Copia sin cambios el fragmento del texto sobre el desánimo cotidiano que comienza en "Por Ernesto Ochoa" y termina en "serenidad, las ganas de vivir.".

◆ PASAJE DE TEXTO:
• • • • • • •

Por Ernesto Ochoa Moreno

ochoaernesto18@gmail.com

Todo parece confabularse contra la alegría. Al anochecer uno tumba sobre el lecho, como un fardo, no solo el cuerpo cansado, sino también la ruda experiencia de un día acribillado por malas noticias, por miedos e incertidumbres, por los sinsabores diarios. Una zozobra que no se apacigua suficientemente con el sueño y hace del amanecer siguiente un muro contra el que se estrellan las ansias de serenidad, las ganas de vivir.

Nos pasa a todos. Hay un aire de depresión golpeando las ventanas, arrastrándose por las calles, acechando en cada esquina. Es un confuso desencanto que se le monta a uno en el carro, como una mascota impertinente, o se le enreda entre las piernas y le ladra a cada paso que da. Se tronchan los diálogos, se enfrían las caricias, se distancian los cuerpos y las almas. De pronto todo se vuelve mustio, triste, gris. Se pierden las ganas de vivir.

• • • • • • •

◆ DATOS PROPORCIONADOS:
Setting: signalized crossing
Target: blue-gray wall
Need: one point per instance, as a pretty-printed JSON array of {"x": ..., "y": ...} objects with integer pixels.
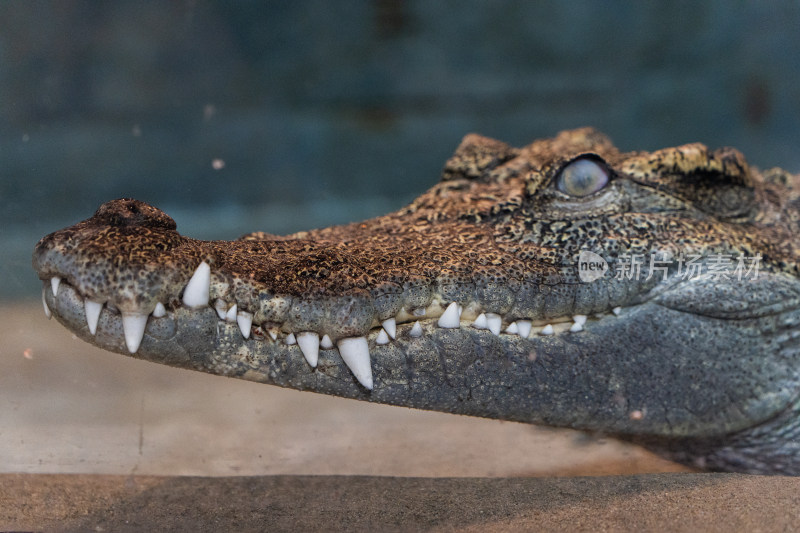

• • • • • • •

◆ RESPUESTA DEL EJERCICIO:
Por Ernesto Ochoa Moreno

ochoaernesto18@gmail.com

Todo parece confabularse contra la alegría. Al anochecer uno tumba sobre el lecho, como un fardo, no solo el cuerpo cansado, sino también la ruda experiencia de un día acribillado por malas noticias, por miedos e incertidumbres, por los sinsabores diarios. Una zozobra que no se apacigua suficientemente con el sueño y hace del amanecer siguiente un muro contra el que se estrellan las ansias de serenidad, las ganas de vivir.